Extracted records:

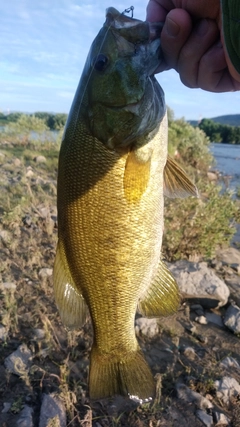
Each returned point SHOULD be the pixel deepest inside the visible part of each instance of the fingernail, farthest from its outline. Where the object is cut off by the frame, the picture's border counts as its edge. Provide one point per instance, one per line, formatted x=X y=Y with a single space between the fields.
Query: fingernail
x=202 y=27
x=172 y=28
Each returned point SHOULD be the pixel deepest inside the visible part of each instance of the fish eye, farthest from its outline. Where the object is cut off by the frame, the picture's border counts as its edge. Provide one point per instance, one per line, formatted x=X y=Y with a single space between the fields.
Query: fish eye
x=100 y=62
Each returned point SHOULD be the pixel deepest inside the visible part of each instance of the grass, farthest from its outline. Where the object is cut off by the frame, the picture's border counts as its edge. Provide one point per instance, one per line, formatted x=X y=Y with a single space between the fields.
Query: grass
x=28 y=236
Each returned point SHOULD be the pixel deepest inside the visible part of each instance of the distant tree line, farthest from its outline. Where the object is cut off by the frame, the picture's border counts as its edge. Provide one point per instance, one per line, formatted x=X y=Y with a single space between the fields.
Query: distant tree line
x=220 y=133
x=52 y=121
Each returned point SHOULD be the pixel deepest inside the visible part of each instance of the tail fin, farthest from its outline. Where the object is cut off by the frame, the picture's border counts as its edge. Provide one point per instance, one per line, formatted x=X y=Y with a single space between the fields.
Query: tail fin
x=127 y=375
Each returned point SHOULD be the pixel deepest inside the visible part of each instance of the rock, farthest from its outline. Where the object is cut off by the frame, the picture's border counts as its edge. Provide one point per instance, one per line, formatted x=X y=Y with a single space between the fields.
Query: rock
x=226 y=388
x=198 y=309
x=202 y=338
x=39 y=333
x=189 y=352
x=191 y=328
x=25 y=419
x=198 y=280
x=229 y=362
x=5 y=236
x=19 y=361
x=44 y=212
x=17 y=162
x=233 y=283
x=6 y=407
x=10 y=286
x=214 y=318
x=27 y=221
x=52 y=410
x=206 y=419
x=3 y=333
x=45 y=272
x=40 y=159
x=201 y=319
x=147 y=327
x=29 y=173
x=220 y=419
x=185 y=393
x=232 y=318
x=212 y=176
x=229 y=256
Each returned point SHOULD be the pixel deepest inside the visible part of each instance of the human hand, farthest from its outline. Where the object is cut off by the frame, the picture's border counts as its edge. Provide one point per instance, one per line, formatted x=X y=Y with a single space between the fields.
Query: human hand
x=192 y=43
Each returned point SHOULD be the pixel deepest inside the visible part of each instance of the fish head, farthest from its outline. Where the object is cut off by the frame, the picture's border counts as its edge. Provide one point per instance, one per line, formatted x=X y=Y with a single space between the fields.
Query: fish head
x=123 y=100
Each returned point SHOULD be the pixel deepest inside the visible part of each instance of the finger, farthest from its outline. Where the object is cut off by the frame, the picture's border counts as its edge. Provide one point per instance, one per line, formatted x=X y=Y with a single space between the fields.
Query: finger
x=204 y=35
x=174 y=35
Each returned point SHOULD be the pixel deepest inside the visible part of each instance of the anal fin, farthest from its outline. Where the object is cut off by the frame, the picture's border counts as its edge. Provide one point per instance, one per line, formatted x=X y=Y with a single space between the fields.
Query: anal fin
x=71 y=304
x=162 y=297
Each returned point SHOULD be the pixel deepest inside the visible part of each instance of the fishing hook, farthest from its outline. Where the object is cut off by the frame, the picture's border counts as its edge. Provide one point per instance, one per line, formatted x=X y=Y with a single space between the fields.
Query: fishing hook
x=129 y=10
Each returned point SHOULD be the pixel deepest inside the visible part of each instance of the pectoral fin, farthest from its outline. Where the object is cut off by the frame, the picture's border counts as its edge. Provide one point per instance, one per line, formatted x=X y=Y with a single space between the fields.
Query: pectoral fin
x=162 y=297
x=176 y=182
x=136 y=177
x=71 y=304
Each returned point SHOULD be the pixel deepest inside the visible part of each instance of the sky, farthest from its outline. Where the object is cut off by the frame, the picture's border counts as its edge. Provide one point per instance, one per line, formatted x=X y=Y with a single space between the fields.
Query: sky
x=43 y=48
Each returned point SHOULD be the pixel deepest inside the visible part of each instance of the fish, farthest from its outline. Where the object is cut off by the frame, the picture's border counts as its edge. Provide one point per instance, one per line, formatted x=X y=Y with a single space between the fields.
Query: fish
x=113 y=171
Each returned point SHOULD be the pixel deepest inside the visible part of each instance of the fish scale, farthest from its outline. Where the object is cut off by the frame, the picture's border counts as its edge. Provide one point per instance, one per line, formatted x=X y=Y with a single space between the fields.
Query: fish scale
x=110 y=207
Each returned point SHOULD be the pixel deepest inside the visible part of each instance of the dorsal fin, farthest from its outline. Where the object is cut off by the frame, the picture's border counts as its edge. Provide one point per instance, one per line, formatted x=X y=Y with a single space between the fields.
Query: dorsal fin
x=176 y=182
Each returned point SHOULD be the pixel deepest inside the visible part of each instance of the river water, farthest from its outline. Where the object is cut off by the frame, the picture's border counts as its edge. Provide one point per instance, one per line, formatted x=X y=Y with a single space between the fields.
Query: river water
x=227 y=157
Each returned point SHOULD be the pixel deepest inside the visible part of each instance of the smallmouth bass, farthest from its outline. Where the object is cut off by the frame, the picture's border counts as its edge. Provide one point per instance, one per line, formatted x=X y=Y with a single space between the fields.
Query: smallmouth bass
x=113 y=171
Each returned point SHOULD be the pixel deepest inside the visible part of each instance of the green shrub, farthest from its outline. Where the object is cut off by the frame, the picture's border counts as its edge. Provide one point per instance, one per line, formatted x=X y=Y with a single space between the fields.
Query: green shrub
x=196 y=226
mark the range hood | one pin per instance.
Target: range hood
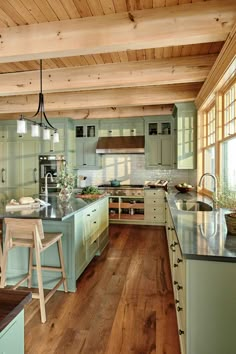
(120, 145)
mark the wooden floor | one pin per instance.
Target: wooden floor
(124, 302)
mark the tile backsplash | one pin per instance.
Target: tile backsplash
(130, 169)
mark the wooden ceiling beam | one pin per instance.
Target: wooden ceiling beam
(198, 22)
(150, 95)
(110, 112)
(130, 74)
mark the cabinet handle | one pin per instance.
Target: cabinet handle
(3, 175)
(35, 175)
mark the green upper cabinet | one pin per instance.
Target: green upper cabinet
(159, 142)
(186, 116)
(121, 127)
(86, 137)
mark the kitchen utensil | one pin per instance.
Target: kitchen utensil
(115, 183)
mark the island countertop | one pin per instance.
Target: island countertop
(57, 210)
(202, 235)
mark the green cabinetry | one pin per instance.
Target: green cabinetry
(86, 136)
(121, 127)
(12, 337)
(159, 142)
(186, 117)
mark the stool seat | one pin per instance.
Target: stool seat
(29, 233)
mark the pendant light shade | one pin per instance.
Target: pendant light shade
(35, 131)
(46, 134)
(56, 137)
(40, 113)
(21, 126)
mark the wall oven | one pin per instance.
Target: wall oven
(50, 164)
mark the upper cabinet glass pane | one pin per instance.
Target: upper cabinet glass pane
(165, 128)
(79, 131)
(152, 128)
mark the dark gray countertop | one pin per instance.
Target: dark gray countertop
(57, 210)
(202, 235)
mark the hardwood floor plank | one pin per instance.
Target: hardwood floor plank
(124, 302)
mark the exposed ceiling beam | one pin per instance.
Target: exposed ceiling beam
(143, 96)
(221, 71)
(114, 112)
(198, 22)
(130, 74)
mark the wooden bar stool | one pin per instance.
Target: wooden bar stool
(29, 233)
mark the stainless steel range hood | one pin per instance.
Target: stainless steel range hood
(120, 145)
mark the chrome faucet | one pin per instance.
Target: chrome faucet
(46, 182)
(214, 179)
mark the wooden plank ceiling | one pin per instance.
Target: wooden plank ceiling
(108, 58)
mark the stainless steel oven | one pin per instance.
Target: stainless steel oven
(50, 164)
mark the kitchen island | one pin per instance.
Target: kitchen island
(84, 224)
(202, 259)
(12, 320)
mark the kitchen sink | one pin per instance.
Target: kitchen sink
(188, 205)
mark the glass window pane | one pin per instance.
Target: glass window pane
(209, 166)
(228, 164)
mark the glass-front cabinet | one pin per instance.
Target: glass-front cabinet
(159, 142)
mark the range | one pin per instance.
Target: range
(124, 189)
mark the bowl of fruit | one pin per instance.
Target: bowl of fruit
(184, 187)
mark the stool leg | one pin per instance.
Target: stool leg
(60, 251)
(40, 285)
(4, 263)
(30, 267)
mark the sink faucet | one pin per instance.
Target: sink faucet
(214, 179)
(46, 182)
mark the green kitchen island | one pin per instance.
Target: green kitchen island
(84, 224)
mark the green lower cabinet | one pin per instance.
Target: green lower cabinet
(12, 337)
(80, 242)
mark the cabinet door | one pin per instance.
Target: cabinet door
(30, 172)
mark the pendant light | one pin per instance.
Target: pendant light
(46, 127)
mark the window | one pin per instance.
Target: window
(218, 133)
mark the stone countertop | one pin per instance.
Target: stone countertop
(202, 235)
(57, 210)
(11, 304)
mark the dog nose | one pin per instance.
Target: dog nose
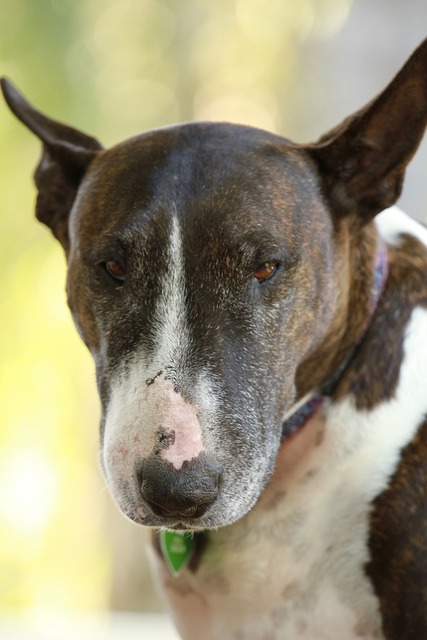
(187, 492)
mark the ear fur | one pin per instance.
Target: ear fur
(66, 156)
(362, 162)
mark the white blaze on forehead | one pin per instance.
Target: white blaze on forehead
(170, 314)
(145, 413)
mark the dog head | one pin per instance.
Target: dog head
(211, 268)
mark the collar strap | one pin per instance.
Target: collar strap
(297, 420)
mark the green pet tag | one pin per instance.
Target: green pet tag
(177, 549)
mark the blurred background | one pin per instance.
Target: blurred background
(113, 68)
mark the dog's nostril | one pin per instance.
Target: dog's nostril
(185, 493)
(175, 509)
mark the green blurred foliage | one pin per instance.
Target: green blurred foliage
(111, 68)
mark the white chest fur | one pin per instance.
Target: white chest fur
(294, 566)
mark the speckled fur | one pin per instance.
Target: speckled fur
(321, 536)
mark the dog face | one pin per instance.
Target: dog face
(215, 272)
(201, 272)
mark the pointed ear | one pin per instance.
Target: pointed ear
(66, 156)
(362, 162)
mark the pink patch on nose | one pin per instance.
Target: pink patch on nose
(174, 415)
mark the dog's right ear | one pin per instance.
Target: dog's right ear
(66, 156)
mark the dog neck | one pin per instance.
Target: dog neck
(311, 403)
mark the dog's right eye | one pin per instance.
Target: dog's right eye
(115, 270)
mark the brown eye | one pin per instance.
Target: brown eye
(115, 270)
(265, 270)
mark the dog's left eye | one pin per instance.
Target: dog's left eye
(266, 270)
(115, 270)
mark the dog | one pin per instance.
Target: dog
(258, 323)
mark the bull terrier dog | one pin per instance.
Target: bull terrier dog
(260, 341)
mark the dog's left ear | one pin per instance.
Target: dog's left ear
(362, 162)
(66, 156)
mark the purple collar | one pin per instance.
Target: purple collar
(297, 420)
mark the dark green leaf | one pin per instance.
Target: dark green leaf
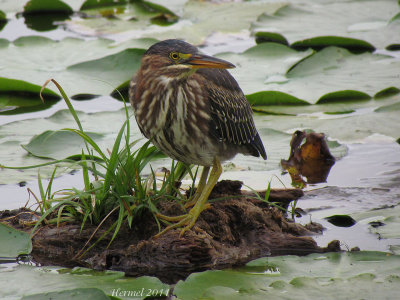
(13, 242)
(20, 87)
(121, 92)
(75, 294)
(270, 37)
(389, 108)
(92, 4)
(274, 98)
(343, 96)
(390, 91)
(341, 220)
(58, 144)
(318, 43)
(46, 6)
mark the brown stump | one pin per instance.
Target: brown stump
(232, 232)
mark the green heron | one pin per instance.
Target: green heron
(193, 110)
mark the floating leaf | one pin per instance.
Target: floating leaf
(74, 294)
(17, 96)
(354, 27)
(197, 19)
(341, 220)
(20, 87)
(343, 96)
(344, 275)
(13, 242)
(274, 98)
(46, 6)
(318, 43)
(67, 283)
(36, 59)
(388, 217)
(58, 145)
(335, 74)
(262, 65)
(390, 91)
(92, 4)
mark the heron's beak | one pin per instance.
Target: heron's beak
(198, 61)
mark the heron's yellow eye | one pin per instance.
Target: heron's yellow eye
(174, 55)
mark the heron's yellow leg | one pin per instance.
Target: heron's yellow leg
(190, 218)
(200, 187)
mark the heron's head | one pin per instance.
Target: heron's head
(178, 57)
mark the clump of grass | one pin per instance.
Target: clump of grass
(119, 186)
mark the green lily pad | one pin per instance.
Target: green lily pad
(13, 242)
(17, 96)
(80, 293)
(388, 217)
(119, 67)
(335, 74)
(390, 91)
(64, 282)
(262, 65)
(3, 17)
(92, 4)
(334, 275)
(340, 96)
(12, 86)
(355, 28)
(59, 144)
(318, 43)
(36, 59)
(274, 98)
(46, 6)
(389, 108)
(197, 19)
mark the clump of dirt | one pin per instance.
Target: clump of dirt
(232, 232)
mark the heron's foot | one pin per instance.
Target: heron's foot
(186, 221)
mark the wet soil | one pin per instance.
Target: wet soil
(235, 230)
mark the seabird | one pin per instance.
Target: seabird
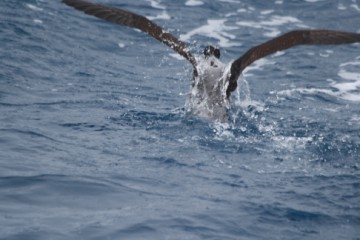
(213, 82)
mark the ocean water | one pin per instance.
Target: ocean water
(96, 142)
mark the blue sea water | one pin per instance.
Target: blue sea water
(96, 142)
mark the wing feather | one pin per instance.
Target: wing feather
(288, 40)
(129, 19)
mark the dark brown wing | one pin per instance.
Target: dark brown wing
(288, 40)
(126, 18)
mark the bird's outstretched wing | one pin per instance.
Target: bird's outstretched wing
(288, 40)
(127, 18)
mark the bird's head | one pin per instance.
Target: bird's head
(211, 51)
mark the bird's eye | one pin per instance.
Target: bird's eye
(217, 53)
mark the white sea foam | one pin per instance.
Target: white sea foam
(38, 21)
(194, 3)
(157, 5)
(214, 29)
(349, 90)
(271, 24)
(33, 7)
(355, 6)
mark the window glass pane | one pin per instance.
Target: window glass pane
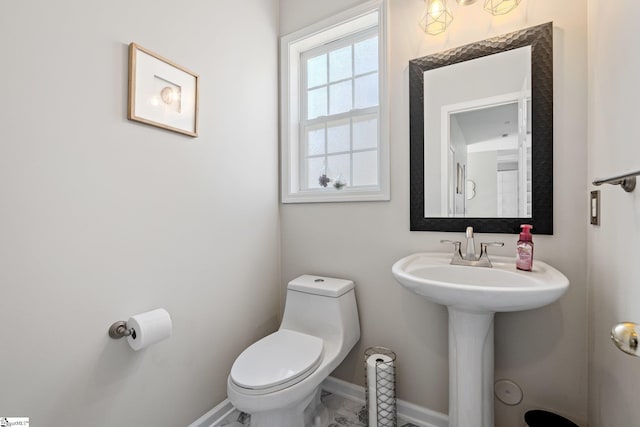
(338, 136)
(317, 103)
(365, 168)
(340, 165)
(340, 64)
(315, 168)
(340, 97)
(315, 141)
(366, 91)
(365, 133)
(317, 71)
(366, 56)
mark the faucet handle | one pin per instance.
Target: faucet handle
(483, 246)
(456, 245)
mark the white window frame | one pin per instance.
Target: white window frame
(292, 46)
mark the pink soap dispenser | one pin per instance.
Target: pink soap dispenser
(524, 249)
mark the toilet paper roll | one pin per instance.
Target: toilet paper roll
(377, 372)
(149, 328)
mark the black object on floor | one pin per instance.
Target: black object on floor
(538, 418)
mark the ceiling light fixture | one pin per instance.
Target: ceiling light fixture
(437, 16)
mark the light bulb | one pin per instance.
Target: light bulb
(500, 7)
(436, 18)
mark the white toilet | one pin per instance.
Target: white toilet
(278, 377)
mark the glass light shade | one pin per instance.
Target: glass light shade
(500, 7)
(436, 18)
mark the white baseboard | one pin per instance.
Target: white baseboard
(407, 411)
(214, 416)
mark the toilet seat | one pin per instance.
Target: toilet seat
(276, 362)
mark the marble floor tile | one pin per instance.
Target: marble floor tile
(343, 413)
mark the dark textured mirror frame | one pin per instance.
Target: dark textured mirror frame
(540, 38)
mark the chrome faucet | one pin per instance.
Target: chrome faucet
(471, 246)
(470, 256)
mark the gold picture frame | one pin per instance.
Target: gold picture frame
(161, 92)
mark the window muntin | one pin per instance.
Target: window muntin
(313, 98)
(340, 108)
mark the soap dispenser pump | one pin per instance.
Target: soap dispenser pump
(524, 249)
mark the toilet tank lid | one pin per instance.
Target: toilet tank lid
(320, 285)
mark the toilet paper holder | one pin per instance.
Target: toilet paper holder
(119, 330)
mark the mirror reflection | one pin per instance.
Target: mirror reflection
(478, 137)
(481, 133)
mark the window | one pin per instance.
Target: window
(334, 143)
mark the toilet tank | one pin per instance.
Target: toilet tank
(324, 307)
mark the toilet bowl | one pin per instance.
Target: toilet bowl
(277, 379)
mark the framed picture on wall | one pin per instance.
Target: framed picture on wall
(161, 92)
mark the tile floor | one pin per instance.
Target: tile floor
(344, 413)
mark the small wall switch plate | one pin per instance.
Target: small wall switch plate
(594, 207)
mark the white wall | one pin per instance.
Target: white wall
(614, 272)
(543, 350)
(102, 218)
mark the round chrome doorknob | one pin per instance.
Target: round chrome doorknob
(625, 336)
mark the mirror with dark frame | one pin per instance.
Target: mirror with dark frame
(482, 135)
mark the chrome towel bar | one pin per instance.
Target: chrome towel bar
(627, 181)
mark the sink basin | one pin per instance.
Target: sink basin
(479, 289)
(472, 296)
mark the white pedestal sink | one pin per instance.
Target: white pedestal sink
(472, 296)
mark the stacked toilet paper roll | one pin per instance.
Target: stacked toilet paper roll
(381, 389)
(149, 328)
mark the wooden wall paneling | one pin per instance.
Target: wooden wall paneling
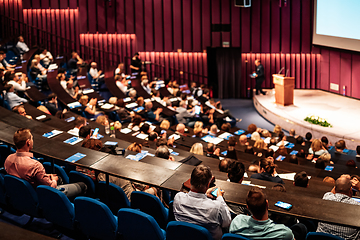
(256, 26)
(139, 23)
(110, 16)
(91, 16)
(206, 24)
(345, 73)
(158, 26)
(196, 26)
(306, 25)
(101, 17)
(335, 69)
(285, 28)
(295, 26)
(266, 26)
(120, 16)
(246, 29)
(149, 25)
(168, 29)
(355, 75)
(177, 26)
(129, 13)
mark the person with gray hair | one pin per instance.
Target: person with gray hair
(342, 192)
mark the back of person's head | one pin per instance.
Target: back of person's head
(162, 152)
(226, 127)
(308, 136)
(268, 165)
(324, 140)
(153, 136)
(21, 136)
(197, 148)
(299, 140)
(255, 136)
(224, 164)
(165, 124)
(301, 179)
(200, 178)
(279, 187)
(135, 147)
(328, 179)
(293, 159)
(232, 141)
(256, 202)
(251, 128)
(210, 148)
(84, 131)
(351, 163)
(79, 121)
(343, 185)
(236, 171)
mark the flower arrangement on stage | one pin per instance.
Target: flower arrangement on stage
(317, 121)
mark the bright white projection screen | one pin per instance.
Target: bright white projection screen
(337, 24)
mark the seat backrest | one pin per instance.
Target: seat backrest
(95, 218)
(321, 236)
(75, 177)
(115, 198)
(183, 230)
(136, 225)
(56, 207)
(231, 236)
(58, 170)
(151, 205)
(22, 195)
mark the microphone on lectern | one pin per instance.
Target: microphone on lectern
(281, 70)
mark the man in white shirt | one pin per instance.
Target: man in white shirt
(95, 74)
(21, 46)
(196, 206)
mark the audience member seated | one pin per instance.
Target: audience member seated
(90, 107)
(22, 165)
(21, 110)
(95, 73)
(73, 63)
(152, 116)
(46, 57)
(301, 179)
(342, 192)
(198, 206)
(79, 122)
(11, 97)
(267, 171)
(21, 46)
(258, 226)
(197, 148)
(212, 151)
(163, 152)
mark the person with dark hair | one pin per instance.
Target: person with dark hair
(224, 164)
(301, 179)
(22, 165)
(259, 226)
(259, 77)
(267, 171)
(198, 206)
(136, 63)
(342, 192)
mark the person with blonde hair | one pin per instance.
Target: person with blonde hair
(317, 148)
(197, 148)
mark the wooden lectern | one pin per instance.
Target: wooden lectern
(284, 89)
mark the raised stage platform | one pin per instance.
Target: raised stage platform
(341, 112)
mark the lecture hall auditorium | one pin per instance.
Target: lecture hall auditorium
(113, 122)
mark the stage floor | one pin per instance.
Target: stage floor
(341, 112)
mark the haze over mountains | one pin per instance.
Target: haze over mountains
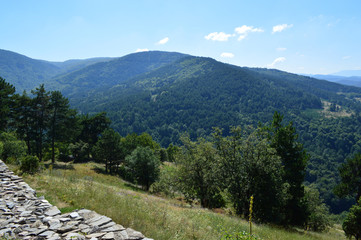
(166, 94)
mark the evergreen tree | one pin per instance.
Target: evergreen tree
(62, 120)
(7, 92)
(108, 150)
(294, 160)
(40, 107)
(350, 173)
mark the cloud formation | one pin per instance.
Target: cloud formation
(142, 50)
(245, 30)
(218, 36)
(163, 41)
(242, 32)
(281, 27)
(227, 55)
(277, 60)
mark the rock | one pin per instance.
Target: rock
(24, 216)
(53, 211)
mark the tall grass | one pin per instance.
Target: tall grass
(158, 218)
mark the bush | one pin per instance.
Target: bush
(12, 148)
(352, 223)
(318, 215)
(143, 166)
(30, 164)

Work to be completed: Beginning at the line with "mark the audience" and stopping after the line with "mark the wooden lectern", please write out every line of the data above exactly and nothing else.

Answer to this problem:
mark the audience member seated | one pin per instance.
Target: audience member seated
(90, 107)
(22, 165)
(21, 110)
(95, 73)
(73, 63)
(152, 116)
(46, 57)
(301, 179)
(342, 192)
(198, 206)
(79, 122)
(11, 97)
(267, 171)
(21, 46)
(258, 226)
(197, 148)
(212, 151)
(163, 152)
mark the person with dark hair | one pin per instance.
Target: person with dark hair
(224, 164)
(301, 179)
(22, 165)
(259, 226)
(259, 77)
(267, 171)
(198, 206)
(136, 63)
(342, 192)
mark the person with blonde hair | one pin per instance.
Target: person with blonde hair
(317, 148)
(197, 148)
mark the wooden lectern | one pin per instance.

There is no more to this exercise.